- [WHAT TO PRODUCE]: Write out all of the data below as a JSON list of strings, one string per line. Skip blank lines and leave the pictures out.

++++ DATA LINES

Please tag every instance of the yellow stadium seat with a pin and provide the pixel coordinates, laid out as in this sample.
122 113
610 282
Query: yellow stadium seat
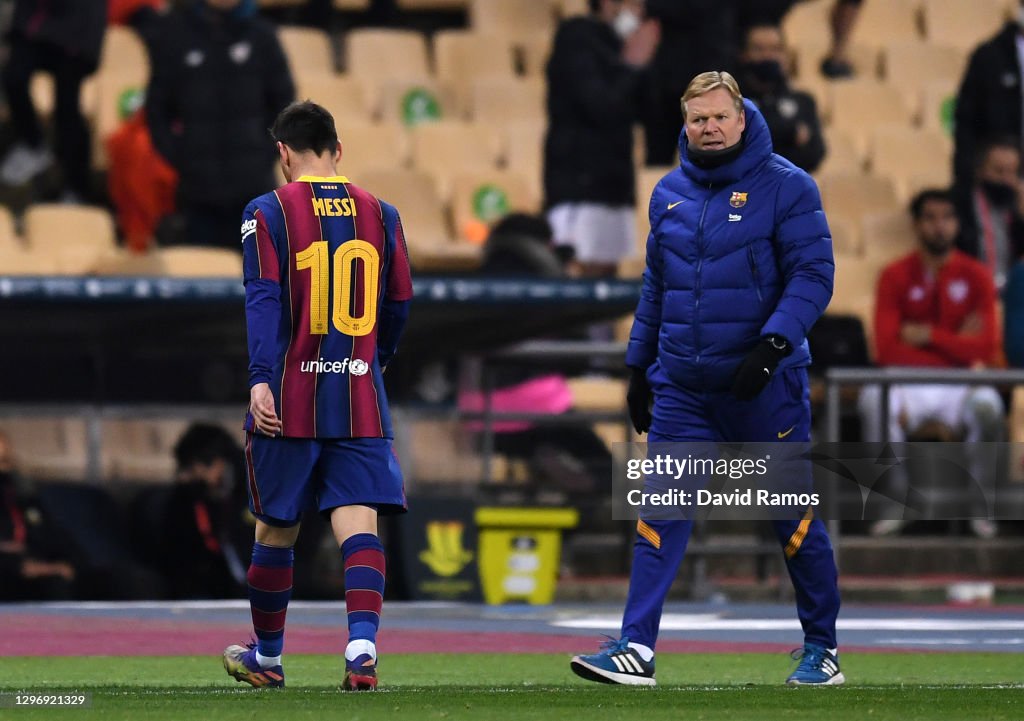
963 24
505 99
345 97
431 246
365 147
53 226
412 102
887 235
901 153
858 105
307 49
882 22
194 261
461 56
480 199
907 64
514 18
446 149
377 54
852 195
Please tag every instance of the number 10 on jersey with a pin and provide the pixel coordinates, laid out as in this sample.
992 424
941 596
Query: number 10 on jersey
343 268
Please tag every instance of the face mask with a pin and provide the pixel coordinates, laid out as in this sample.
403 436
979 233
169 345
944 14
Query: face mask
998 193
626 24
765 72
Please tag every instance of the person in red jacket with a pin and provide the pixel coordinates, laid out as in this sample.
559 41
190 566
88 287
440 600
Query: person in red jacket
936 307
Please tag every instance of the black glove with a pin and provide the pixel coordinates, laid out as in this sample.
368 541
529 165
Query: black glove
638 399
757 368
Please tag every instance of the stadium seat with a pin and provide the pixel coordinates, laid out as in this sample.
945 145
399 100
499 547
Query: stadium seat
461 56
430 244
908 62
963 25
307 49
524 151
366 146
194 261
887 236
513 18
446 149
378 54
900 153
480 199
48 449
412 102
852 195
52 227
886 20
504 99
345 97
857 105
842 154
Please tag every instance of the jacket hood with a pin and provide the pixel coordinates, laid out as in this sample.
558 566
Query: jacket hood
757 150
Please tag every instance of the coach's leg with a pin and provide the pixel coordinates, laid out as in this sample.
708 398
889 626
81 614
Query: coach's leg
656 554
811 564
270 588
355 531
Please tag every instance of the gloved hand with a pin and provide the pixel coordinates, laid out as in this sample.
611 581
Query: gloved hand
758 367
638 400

++++++++

- [REPLY]:
[
  "Please tag every instance of the yellow stadium seat with a pin and provide the pixel coordinates, laid out as in this sample.",
  "122 113",
  "610 282",
  "Query: yellow stadium seat",
  "963 24",
  "505 99",
  "345 97",
  "431 246",
  "365 147",
  "53 226",
  "412 102",
  "887 235",
  "901 153",
  "858 105",
  "307 49",
  "882 22",
  "194 261",
  "461 56",
  "480 199",
  "907 64",
  "514 18",
  "446 149",
  "377 54",
  "852 195",
  "Please tag every instance of the number 10 on jersey with a pin and provide the pixel coordinates, laid out as in this sample.",
  "992 424",
  "941 596",
  "Query: number 10 on jersey",
  "343 268",
  "Please tag every instance of the face mask with a pin and provide the pixel coordinates, laid out as in this sample.",
  "403 436",
  "979 233",
  "169 345",
  "944 14",
  "Query: face mask",
  "998 193",
  "626 24",
  "765 72",
  "Please tag every instance of the person in red jacket with a pin and provide the pixel coordinates, laid out as in this sample.",
  "559 41",
  "190 566",
  "88 287",
  "440 600",
  "Query: person in red jacket",
  "936 307",
  "Please tag every instance of the black glove with a pin and provide the pixel coordinates, laid out as in this sample.",
  "368 541",
  "529 165",
  "Query: black glove",
  "638 399",
  "757 368",
  "Please tag every instance of the stadium seat with a pin and provide the pixel coordinates, laid out as in this sample.",
  "945 145",
  "399 100",
  "499 547",
  "Query: stadium seat",
  "461 56",
  "430 244",
  "908 62",
  "963 25",
  "307 49",
  "524 151",
  "366 146",
  "194 261",
  "887 236",
  "513 18",
  "446 149",
  "378 54",
  "900 153",
  "480 199",
  "48 449",
  "412 102",
  "852 195",
  "52 227",
  "886 20",
  "504 99",
  "345 97",
  "857 105",
  "842 154",
  "Please tag every instance of the jacket hood with a pin and provide the pixel coordinates, laid out as in this sample.",
  "558 566",
  "Query: jacket hood",
  "757 150",
  "Please tag every instance of the coach's leg with a pin and provide the pixel coordinates, laid out as in this sample.",
  "708 398",
  "889 626",
  "81 614",
  "Query: coach's leg",
  "656 554",
  "811 564",
  "270 588",
  "355 531",
  "Please tag every instance of the gloved hand with a pin and provide the pixel coordinates, laid out as in this sample.",
  "611 581",
  "Query: gloved hand",
  "758 367",
  "638 400"
]